_TEXTABSCHNITT_.
========================================================================
# Barcode erzeugen und an Word übergeben



## deusfalsus (26. Juli 2007)

Hallo zusammen?

Ich möchte in einer AccessDB einen Barcode erzeugen und diesen an ein Worddokument übergeben.
Wie gehe ich da am besten vor? Sicherlich benötige ich eine Zusatzimplementierung fürs VBA. Gibt es da freeware? Was ist zu empfehlen?

Danke und Grüße.


----------



## Alex F. (26. Juli 2007)

Eigentlich brauchst du nur einen Barcode Zeichensatz. Der Barcode selber besteht üblicherweise ja nur aus Zahlen ( und teilweise Buchstaben ) . Heisst das das eigentlich nur eine verschlüsselte Nummer ist und diese halt mit nem anderen Zeichensatz geschrieben wird. Soweit ich weiss ist der grossteil der Barcodes kostenflichtig aber als Suchtipp würde ich mal nach EAN und Barcode-Zeichensatz suchen.
========================================================================
_INHALT DER DATEN_.
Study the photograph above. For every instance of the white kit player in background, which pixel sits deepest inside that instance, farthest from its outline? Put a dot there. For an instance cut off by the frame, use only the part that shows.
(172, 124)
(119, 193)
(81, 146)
========================================================================
_KURZE ÜBUNG A_.
Wiederhole aus dem Forenbeitrag über Barcodes in Access den Abschnitt von „## deusfalsus (26.“ bis „Danke und Grüße.“ wortgetreu.
_KURZE ÜBUNG B_.
Übersetze diesen Satz aus dem Forenbeitrag über Barcodes in Access ins Englische: „Ich möchte in einer AccessDB einen Barcode erzeugen und diesen an ein Worddokument übergeben.“
_KURZE ÜBUNG C_.
Stimmen diese Aussagen mit dem Forenbeitrag über Barcodes in Access überein? Antworte jeweils mit Ja oder Nein und zitiere die entscheidenden Worte. (i) Laut Alex F. braucht man eigentlich nur einen Barcode-Zeichensatz. (ii) Laut Alex F. ist der Großteil der Barcodes kostenlos. (iii) deusfalsus erkundigt sich nach Freeware.
Die Daten spielen hierfür keine Rolle.

_VOLLSTÄNDIGE ANTWORT A_.
## deusfalsus (26. Juli 2007)

Hallo zusammen?

Ich möchte in einer AccessDB einen Barcode erzeugen und diesen an ein Worddokument übergeben.
Wie gehe ich da am besten vor? Sicherlich benötige ich eine Zusatzimplementierung fürs VBA. Gibt es da freeware? Was ist zu empfehlen?

Danke und Grüße.

_VOLLSTÄNDIGE ANTWORT B_.
I want to generate a barcode in an Access DB and pass it to a Word document.

_VOLLSTÄNDIGE ANTWORT C_.
(i) Ja: „Eigentlich brauchst du nur einen Barcode Zeichensatz.“
(ii) Nein: „Soweit ich weiss ist der grossteil der Barcodes kostenflichtig“
(iii) Ja: „Gibt es da freeware?“